* TEXTE À LIRE:
-*-*-

Le cinéma de (mauvais) genre taïwanais
Du 17 avril au 2 mai 2019
Gangsters, femmes fatales et va-nu-pieds
Après que le parti nationaliste chinois (KMT) a pris le pouvoir en 1945 à Taïwan, il utilise le cinéma pour effacer toute trace des cinquante ans de colonisation japonaise mais aussi pour (dé)montrer que la République de Chine (ROC), réfugiée sur l'île en 1949 après sa défaite contre les communistes de Mao Zedong, reste le légitime pouvoir de la Chine entière ; l'industrie, d'abord dominée par les studios d'État, produit des films en mandarin réalisés par des cinéastes fidèles au KMT. Ces films s'adressent surtout aux exilés chinois et parlent peu – au sens propre – à la population locale. Mais à partir de la moitié des années 1950, le succès de films en amoy, produits à Hong Kong, pousse des investisseurs taïwanais à financer des films en hoklo, proche du amoy.
Le succès de ces films ne fait que souligner la difficulté du KMT à imposer sa langue officielle sur une île où se parlent, outre le hoklo, le hakka, le japonais et des langues aborigènes. Là où le cinéma officiel présente un pays peuplé de bourgeois en exil ou une radieuse campagne qui se développe sous la bienveillante égide du KMT, le cinéma en hoklo s'ingénie à détruire ce mythe.
Une exception cependant, Typhon de Pan Lei (1962), qui ouvre la rétrospective : d'abord autoproduit par le réalisateur, son épouse et ses deux stars, le film est récupéré par le studio national, la CMPC. Il n'en demeure pas moins à l'opposé de la doxa de l'époque : le héros, un gangster sans scrupule et séducteur impénitent, s'enfuit au Mont Ali – à la fois paysage intérieur, refuge et prison –, où il séduit une femme mariée, alcoolique et frustrée. Une perle perdue au cœur du cinéma officiel, un chef-d'œuvre injustement oublié.

-*-*-

* CONSIGNE 1:
Résumez en deux phrases le texte sur le cinéma de genre taïwanais.
* CONSIGNE 2:
D'après le texte sur le cinéma de genre taïwanais, quel studio national a récupéré Typhon de Pan Lei ?
* CONSIGNE 3:
Poursuivez, s'il vous plaît, le texte sur le cinéma de genre taïwanais après sa dernière phrase.
Vous n'avez pas besoin des lignes pour faire cet exercice.

* EXTRAIT DE DONNÉES:
-*-*-

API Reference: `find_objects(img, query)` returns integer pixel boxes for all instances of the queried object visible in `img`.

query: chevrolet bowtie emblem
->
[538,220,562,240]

-*-*-

* RÉPONSE 1:
Après 1945, le KMT se sert du cinéma en mandarin pour effacer l'héritage de la colonisation japonaise et affirmer la légitimité de la République de Chine, mais à partir du milieu des années 1950 des films en hoklo, financés par des investisseurs taïwanais, s'emploient à détruire le mythe officiel. La rétrospective s'ouvre sur Typhon de Pan Lei (1962), film récupéré par le studio national CMPC mais à l'opposé de la doxa de l'époque, que le texte présente comme un chef-d'œuvre injustement oublié.

* RÉPONSE 2:
La CMPC.

* RÉPONSE 3:
Un joyeux désordre
Le cinéma en hoklo, lui, se distingue par son mode de production anarchique, loin de la rigidité des structures d'État : mis à part quelques studios pérennes, les productions sont souvent le résultat d'entreprises éphémères financées par des investisseurs qui veulent s'enrichir rapidement. Les films sont tournés dans des hôtels et en extérieurs, financés par leur prévente aux salles de cinéma sur la foi d'affiches souvent plus aguicheuses que le film lui-même. Les studios nationaux sont sollicités pour le développement et le montage des films, leurs techniciens – jusque-là sous-employés – peuvent ainsi travailler et se former, comme par exemple Chen Hong-min, monteur des films de King Hu, qui deviendra le réalisateur du très féminin wu xia pian The Vengeance of the Phœnix Sister en 1968. Sur les plateaux règne une ambiance familiale, les acteurs et actrices doivent se maquiller tous seuls et utiliser leurs propres vêtements.
La jeunesse emmerde le KMT !
Les Taïwanais ont tendance à mettre en avant les mélodrames en hoklo relatant les malheurs de jeunes gens montés à la ville pour échapper à la misère des campagnes. Mais ce cinéma fait feu de tout genre, de la comédie « animalière » The Fantasy of the Deer Warriors (1961) au film d'épouvante The Bride Who Returned from Hell (1965), et les comédies, souvent corrosives, détruisent les fables méritocratiques et édifiantes du cinéma officiel. Kanding (sûr héritier de Charlot) et ses amis – cireurs de chaussures, hôtesses de bar, petits employés – s'enrichissent dans The Elegant Mr. Hu (1966) grâce à un coup du sort et des combines qui rendent poreuses et interchangeables les positions sociales. La ville dans le cinéma en hoklo, contrairement à celle du cinéma en mandarin, ne présente pas une modernité triomphante mais une cohabitation de bidonvilles, de chantiers, d'architecture japonaise et de nouveaux quartiers ; la modernisation à marche forcée, ses profiteurs et ses laissés pour compte.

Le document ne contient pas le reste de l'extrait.